> **Stated goal 1**
List every article or chapter of OCC's By-Laws and Rules that the notice cites.
--- Start Text ---
SECURITIES AND EXCHANGE COMMISSION

[Release No. 34-63623; File No. SR-OCC-2010-19]


Self-Regulatory Organizations; The Options Clearing Corporation; 
Notice of Filing of Proposed Rule Change Relating to Stock Loan 
Programs

December 30, 2010.
    Pursuant to Section 19(b)(1) of the Securities Exchange Act of 1934 
(``Act''),\1\ notice is hereby given that on December 16, 2010, The 
Options Clearing Corporation (``OCC'') filed with the Securities and 
Exchange Commission the proposed rule change as described in Items I 
and II below, which Items have been prepared primarily by OCC. The 
Commission is publishing this notice to solicit comments on the 
proposed rule change from interested persons.
---------------------------------------------------------------------------

    \1\ 15 U.S.C. 78s(b)(1).
---------------------------------------------------------------------------

I. Self-Regulatory Organization's Statement of the Terms of the 
Substance of the Proposed Rule Change

    The proposed rule change would provide OCC's clearing members with 
clarification regarding the regulatory treatment under Rule 15c3-1 \2\ 
of collateral and margin posted by clearing members participating in 
stock loan transactions through OCC's Stock Loan/Hedge Program or 
Market Loan Program.
---------------------------------------------------------------------------

    \2\ 17 CFR 240.15c3-1.
---------------------------------------------------------------------------

II. Self-Regulatory Organization's Statement of the Purpose of, and 
Statutory Basis for, the Proposed Rule Change

    In its filing with the Commission, OCC included statements 
concerning the purpose of and basis for the proposed rule change and 
discussed any comments it received on the proposed rule change. The 
text of these statements may be examined at the places specified in 
Item IV below. OCC has prepared summaries, set forth in sections A, B, 
and C below, of the most significant aspects of such statements.

A. Self-Regulatory Organization's Statement of the Purpose of, and 
Statutory Basis for, the Proposed Rule Change

    The purpose of the proposed rule change is to provide OCC's 
clearing members with clarification regarding the regulatory treatment 
under Rule 15c3-1 of collateral and margin posted by clearing members 
participating in stock loan transactions through OCC's Stock Loan/Hedge 
Program or Market Loan Program.
1. Background
    OCC's Stock Loan/Hedge Program, provided for in Article XXI of 
OCC's By-Laws and Chapter XXII of OCC's Rules, provides a means for OCC 
clearing members to submit broker-to-broker stock loan transactions to 
OCC for clearance. Broker-to-broker transactions are independently-
executed stock loan transactions that are negotiated directly between 
two OCC clearing members. OCC's Market Loan Program, provided for in 
Article XXIA of OCC's By-Laws and Chapter XXIIA of OCC's Rules, 
accommodates securities loan transactions executed through electronic 
trading platforms that match lenders and borrowers on an anonymous 
basis.
--- End Text ---
> **Stated goal 2**
In the records, take the lines from the first line through the line containing "350], [848, 353]]", change "dark roof panel" to "black roof panel", and give back only those lines with nothing else altered.
--- Start Input rows ---
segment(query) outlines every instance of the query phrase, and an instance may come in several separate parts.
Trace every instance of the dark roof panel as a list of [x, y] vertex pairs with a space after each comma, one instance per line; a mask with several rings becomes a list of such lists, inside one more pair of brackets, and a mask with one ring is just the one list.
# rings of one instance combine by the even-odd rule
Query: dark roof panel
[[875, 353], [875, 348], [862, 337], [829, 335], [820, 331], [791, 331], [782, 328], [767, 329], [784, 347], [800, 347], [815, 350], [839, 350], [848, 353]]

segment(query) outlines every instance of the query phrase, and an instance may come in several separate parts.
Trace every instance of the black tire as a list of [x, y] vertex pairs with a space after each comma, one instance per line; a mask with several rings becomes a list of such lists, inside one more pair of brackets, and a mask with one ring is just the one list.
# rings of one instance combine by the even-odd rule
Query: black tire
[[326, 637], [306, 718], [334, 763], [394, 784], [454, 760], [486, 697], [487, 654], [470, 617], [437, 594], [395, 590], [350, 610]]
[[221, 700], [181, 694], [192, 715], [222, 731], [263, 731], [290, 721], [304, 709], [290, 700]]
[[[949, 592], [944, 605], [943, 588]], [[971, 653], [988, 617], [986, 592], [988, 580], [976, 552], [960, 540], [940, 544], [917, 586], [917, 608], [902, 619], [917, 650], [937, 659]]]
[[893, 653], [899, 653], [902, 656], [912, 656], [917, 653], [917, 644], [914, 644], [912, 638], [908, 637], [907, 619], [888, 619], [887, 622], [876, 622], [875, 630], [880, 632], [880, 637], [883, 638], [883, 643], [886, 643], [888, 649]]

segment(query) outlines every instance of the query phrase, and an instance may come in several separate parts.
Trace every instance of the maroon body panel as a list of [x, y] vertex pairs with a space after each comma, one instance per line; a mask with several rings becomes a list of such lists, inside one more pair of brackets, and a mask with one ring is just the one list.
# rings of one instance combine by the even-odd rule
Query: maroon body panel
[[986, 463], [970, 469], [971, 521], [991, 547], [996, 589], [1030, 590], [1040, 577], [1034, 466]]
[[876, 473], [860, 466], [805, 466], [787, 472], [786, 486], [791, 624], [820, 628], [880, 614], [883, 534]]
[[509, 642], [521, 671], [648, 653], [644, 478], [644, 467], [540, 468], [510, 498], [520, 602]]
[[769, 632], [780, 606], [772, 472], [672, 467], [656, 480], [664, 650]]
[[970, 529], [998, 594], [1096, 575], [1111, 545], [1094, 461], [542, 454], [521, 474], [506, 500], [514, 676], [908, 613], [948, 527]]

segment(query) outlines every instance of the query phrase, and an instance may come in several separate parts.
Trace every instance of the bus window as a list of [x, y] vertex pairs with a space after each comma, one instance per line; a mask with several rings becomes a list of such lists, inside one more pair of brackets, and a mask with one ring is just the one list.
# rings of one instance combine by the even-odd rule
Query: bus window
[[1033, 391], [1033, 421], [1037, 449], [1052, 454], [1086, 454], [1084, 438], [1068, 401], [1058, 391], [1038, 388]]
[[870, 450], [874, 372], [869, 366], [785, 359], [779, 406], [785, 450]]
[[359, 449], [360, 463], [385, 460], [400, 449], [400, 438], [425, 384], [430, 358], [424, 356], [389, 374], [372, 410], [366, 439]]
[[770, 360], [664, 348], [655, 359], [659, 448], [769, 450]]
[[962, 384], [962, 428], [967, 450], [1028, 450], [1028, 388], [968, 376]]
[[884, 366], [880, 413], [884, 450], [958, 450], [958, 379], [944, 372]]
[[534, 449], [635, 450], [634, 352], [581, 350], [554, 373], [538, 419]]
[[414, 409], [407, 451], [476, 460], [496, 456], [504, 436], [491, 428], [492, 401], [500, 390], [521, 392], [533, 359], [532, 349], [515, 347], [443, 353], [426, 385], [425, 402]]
--- End Input rows ---
> **Reply 1**
Article XXI of OCC's By-Laws
Chapter XXII of OCC's Rules
Article XXIA of OCC's By-Laws
Chapter XXIIA of OCC's Rules

> **Reply 2**
segment(query) outlines every instance of the query phrase, and an instance may come in several separate parts.
Trace every instance of the black roof panel as a list of [x, y] vertex pairs with a space after each comma, one instance per line; a mask with several rings becomes a list of such lists, inside one more pair of brackets, and a mask with one ring is just the one list.
# rings of one instance combine by the even-odd rule
Query: black roof panel
[[875, 353], [875, 348], [862, 337], [829, 335], [820, 331], [791, 331], [782, 328], [767, 329], [784, 347], [800, 347], [815, 350], [839, 350], [848, 353]]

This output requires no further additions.